= About this exercise =
Your job is to copy every record exactly.

---------------

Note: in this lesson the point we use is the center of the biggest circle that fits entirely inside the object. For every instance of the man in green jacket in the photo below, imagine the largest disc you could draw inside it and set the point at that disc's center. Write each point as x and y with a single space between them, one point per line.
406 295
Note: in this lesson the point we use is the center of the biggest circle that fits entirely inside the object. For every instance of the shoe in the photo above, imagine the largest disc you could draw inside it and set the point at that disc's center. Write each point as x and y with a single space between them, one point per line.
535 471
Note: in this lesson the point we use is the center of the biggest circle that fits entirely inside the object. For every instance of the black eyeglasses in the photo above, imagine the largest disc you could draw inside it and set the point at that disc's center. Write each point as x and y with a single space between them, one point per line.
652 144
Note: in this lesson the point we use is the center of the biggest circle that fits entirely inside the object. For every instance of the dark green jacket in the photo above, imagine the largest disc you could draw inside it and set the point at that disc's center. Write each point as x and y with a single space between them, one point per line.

---------------

= Reply =
Note: in this lesson the point we use is the center of the biggest circle that fits entirely inside the object. For every instance of the man in green jacket in the photo below, imagine the largest disc you could draw inside it and set the point at that disc's center. Write each point as x and y with a single space between them, one point per line.
406 295
Note: in this lesson the point we use is the center of the biggest circle that fits entirely inside the object. For every instance of the shoe in the photo above, imagine the largest disc you could draw inside it and set the point at that disc's center. Write each point as x and y with a single space between them, one point per line.
535 471
Note: in this lesson the point we use is the center of the biggest circle that fits entirely inside the object. For every instance of the black eyeglasses in the photo above, imagine the largest disc you could draw inside it and set the point at that disc's center. Write each point as x and y with a single space between them, one point per line.
652 144
Note: in this lesson the point we use is the center of the biggest circle that fits entirely inside the object. For every instance of the dark green jacket in the photo above, imagine the largest disc you could draw inside it and set the point at that disc's center. Write each point as x and y with a single space between them, one point per line.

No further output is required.